— Required action —
Without including any picture, transcribe the entries below word for word.

— Dataset records —

⟨

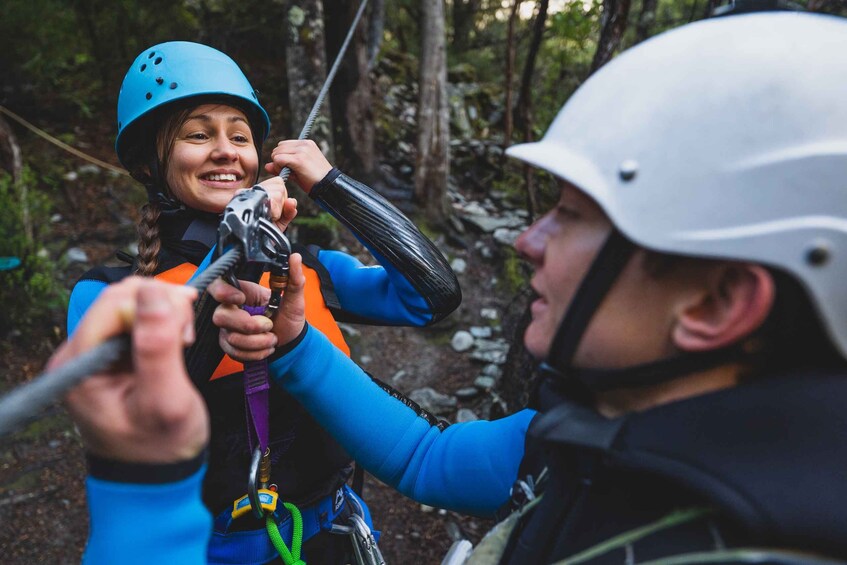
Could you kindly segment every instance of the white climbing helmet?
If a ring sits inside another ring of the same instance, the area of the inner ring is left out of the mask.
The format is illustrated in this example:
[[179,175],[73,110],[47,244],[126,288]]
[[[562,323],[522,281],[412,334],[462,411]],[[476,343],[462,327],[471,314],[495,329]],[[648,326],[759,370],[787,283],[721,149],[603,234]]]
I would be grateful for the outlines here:
[[661,34],[508,154],[646,248],[793,274],[847,358],[847,20],[755,13]]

⟩

— Result of this task —
Could you kindly segment every instance of the white climbing helmet?
If a ring sits inside another ring of the same instance, the area of the inner ring is left out of the mask.
The format is illustrated in this example:
[[179,175],[73,110],[47,244],[126,288]]
[[[562,323],[522,281],[412,334],[462,411]],[[476,343],[462,327],[471,314],[495,329]],[[648,326],[759,370],[787,283],[721,149],[603,234]]]
I would be grateful for the outlines here:
[[661,34],[508,154],[646,248],[793,274],[847,358],[847,20],[755,13]]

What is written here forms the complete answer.